» **Problem details**
Put every row below into a numbered list, leaving out any blank lines.

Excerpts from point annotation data
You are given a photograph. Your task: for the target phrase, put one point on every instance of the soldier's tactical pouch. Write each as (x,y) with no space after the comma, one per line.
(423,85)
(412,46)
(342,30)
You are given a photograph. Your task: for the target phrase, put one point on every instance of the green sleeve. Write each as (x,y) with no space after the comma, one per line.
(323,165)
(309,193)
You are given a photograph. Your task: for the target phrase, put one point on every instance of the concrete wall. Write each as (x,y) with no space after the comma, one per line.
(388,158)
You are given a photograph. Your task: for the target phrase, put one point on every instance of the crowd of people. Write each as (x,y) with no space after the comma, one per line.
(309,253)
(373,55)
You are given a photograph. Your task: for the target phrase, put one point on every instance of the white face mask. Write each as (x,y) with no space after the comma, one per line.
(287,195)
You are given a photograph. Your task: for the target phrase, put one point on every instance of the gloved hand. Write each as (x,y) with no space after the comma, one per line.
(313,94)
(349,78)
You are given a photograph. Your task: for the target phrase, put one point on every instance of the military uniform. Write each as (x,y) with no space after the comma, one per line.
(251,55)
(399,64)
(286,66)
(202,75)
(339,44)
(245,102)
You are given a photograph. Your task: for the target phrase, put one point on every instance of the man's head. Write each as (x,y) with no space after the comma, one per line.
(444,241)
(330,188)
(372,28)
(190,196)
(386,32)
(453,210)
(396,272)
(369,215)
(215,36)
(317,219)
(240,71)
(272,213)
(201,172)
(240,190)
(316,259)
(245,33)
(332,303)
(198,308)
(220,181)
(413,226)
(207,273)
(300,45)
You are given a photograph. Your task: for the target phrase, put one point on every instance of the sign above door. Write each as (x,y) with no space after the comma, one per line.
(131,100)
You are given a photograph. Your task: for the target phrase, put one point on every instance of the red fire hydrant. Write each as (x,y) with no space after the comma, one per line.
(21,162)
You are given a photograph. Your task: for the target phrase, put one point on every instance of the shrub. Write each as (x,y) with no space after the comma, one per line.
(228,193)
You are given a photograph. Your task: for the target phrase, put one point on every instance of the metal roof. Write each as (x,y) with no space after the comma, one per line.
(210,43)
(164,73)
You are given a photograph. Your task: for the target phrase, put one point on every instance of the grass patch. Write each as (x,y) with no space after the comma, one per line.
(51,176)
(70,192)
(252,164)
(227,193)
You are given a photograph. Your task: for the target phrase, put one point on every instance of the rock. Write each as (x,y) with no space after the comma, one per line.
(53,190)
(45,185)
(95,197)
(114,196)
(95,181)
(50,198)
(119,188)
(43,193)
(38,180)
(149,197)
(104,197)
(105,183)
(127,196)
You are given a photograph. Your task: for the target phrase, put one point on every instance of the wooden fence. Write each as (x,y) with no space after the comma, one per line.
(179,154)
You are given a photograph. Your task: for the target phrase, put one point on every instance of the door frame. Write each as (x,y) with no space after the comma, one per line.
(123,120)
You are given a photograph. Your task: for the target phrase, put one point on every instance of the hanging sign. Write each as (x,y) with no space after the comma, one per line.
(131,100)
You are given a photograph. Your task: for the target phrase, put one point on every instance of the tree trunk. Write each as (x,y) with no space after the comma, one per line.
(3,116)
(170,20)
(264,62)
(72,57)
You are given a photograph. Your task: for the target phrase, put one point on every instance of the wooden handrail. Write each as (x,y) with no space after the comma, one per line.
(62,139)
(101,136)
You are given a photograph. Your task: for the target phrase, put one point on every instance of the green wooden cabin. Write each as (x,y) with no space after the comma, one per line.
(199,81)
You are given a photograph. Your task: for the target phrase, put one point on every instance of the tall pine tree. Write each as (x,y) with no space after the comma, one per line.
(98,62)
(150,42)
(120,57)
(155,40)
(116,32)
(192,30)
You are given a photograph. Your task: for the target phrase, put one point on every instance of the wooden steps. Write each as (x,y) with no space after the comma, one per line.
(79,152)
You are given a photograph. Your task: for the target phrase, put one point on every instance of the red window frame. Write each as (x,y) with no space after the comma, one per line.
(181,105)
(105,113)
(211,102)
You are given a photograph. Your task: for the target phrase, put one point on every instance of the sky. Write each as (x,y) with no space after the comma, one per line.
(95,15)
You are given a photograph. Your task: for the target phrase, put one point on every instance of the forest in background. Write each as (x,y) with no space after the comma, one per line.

» **Exercise response**
1. You are given a photograph. Your task: for the target phrase, put one point on every instance of the soldier's tactical pouch. Write each as (x,y) with no space after the comma, one per line.
2. (423,85)
3. (412,46)
4. (342,30)
5. You are given a photograph. Your task: for the target phrase, put one point on every instance of the green sleeve. Write each as (x,y) with no space after the comma, one per line.
6. (323,165)
7. (309,193)
8. You are given a photograph. Your task: for the target phrase, put one point on every instance of the concrete wall. Write each as (x,y) with no space after the comma, one per line.
9. (388,158)
10. You are given a photograph. Your task: for the target phrase, put one point on every instance of the crowd of people. Write each as (x,y) with no space after the comma, one per line.
11. (309,253)
12. (373,55)
13. You are given a photograph. Your task: for the target phrase, put one point on every instance of the white face mask. Write each as (x,y) with no space after the comma, one per line.
14. (287,195)
15. You are given a photograph. Your task: for the target phrase, put one point on every instance of the gloved hand. Write each as (x,y) with no space after the comma, one per line.
16. (313,94)
17. (349,78)
18. You are given a photograph. Your task: for the target phrase, put one point on every instance of the military uniform. Write each as (x,y) with no space after the comma, one per line.
19. (251,55)
20. (399,64)
21. (286,66)
22. (202,75)
23. (339,44)
24. (245,102)
25. You are given a photograph. Your task: for the target phrase, put one point on every instance of the man's head. Write each as (x,y) with no space after the comma, one per line.
26. (444,241)
27. (330,188)
28. (372,28)
29. (190,196)
30. (386,32)
31. (453,210)
32. (396,272)
33. (369,215)
34. (215,36)
35. (317,219)
36. (240,71)
37. (272,213)
38. (201,172)
39. (240,190)
40. (316,259)
41. (245,33)
42. (332,303)
43. (198,308)
44. (220,181)
45. (413,226)
46. (207,273)
47. (300,45)
48. You are given a photograph. Your task: for the target phrase, put one point on every instance of the sign above door. Write each as (x,y) with no space after the comma, one per line.
49. (131,100)
50. You are given a photograph. Your task: for the target phrase, put one point on every instance of the red fire hydrant. Write each as (x,y) with no space after the comma, one per line.
51. (21,162)
52. You are given a photograph. Your task: for the target phrase, put one point on every instance of the shrub. Write each as (x,y) with no space after the comma, one per line.
53. (228,193)
54. You are given a photograph. Your task: for the target phrase, put one point on every instance of the metal roof. Write each as (x,y) with no space after the comma, one per line.
55. (210,43)
56. (164,73)
57. You are given a photograph. Your task: for the target phrase, put one point on every instance of the grass patch. Write each as (x,y) with no space after the comma, one per line.
58. (51,176)
59. (70,192)
60. (252,164)
61. (227,193)
62. You are given a photograph. Your task: for the target phrase, put one point on every instance of the rock. Write each as (x,y) with no space after the comma, one per line.
63. (53,190)
64. (45,185)
65. (95,197)
66. (114,196)
67. (95,181)
68. (50,198)
69. (119,188)
70. (43,193)
71. (38,180)
72. (149,197)
73. (104,197)
74. (105,183)
75. (127,196)
76. You are given a photograph. Your task: for the target phrase, put one point on every instance of the wooden fence. Write each as (x,y) with no space after the comma, one per line.
77. (179,154)
78. You are given a photograph. Your task: for the target phrase, put one point on every instance of the door frame. Write each as (x,y) with no space after the comma, one per line.
79. (123,120)
80. You are given a photograph. Your task: for the target phrase, put one point on every instance of the hanging sign. Write each as (x,y) with no space after the comma, one per line.
81. (131,100)
82. You are given a photograph. Your task: for the target phrase, put one point on every instance of the tree trunk. Write each as (x,y) with no space after the comma, one per line.
83. (3,116)
84. (170,20)
85. (264,62)
86. (72,57)
87. You are given a photograph. Your task: for the target phrase, put one point on every instance of the wooden handrail. Write each as (x,y) with no space after the comma, one per line.
88. (62,139)
89. (101,136)
90. You are given a photograph. Your task: for the target phrase, put one point on every instance of the green wooden cabin. Write each as (x,y) with no space after the comma, one per line.
91. (199,81)
92. You are given a photograph. Your task: for the target phrase, put one point on every instance of the tall pine tree. Write each as (x,y) with no space after the comma, one per line.
93. (98,62)
94. (150,42)
95. (120,57)
96. (155,40)
97. (116,32)
98. (192,30)
99. You are given a photograph. Your task: for the target phrase, put one point on every instance of the wooden steps. Write each as (x,y) with no space after the comma, one per line.
100. (79,152)
101. You are given a photograph. Your task: for the target phrase, put one point on every instance of the red window frame. Write each as (x,y) with no space after the comma, one per line.
102. (181,105)
103. (105,113)
104. (211,102)
105. You are given a photograph. Your task: for the target phrase, put one point on every instance of the sky. Write each as (x,y) with no space after the comma, one per line.
106. (95,15)
107. You are given a photograph. Your task: for the target phrase, put one point on every instance of the forest in background. Write each as (x,y) with no space after the comma, one per line.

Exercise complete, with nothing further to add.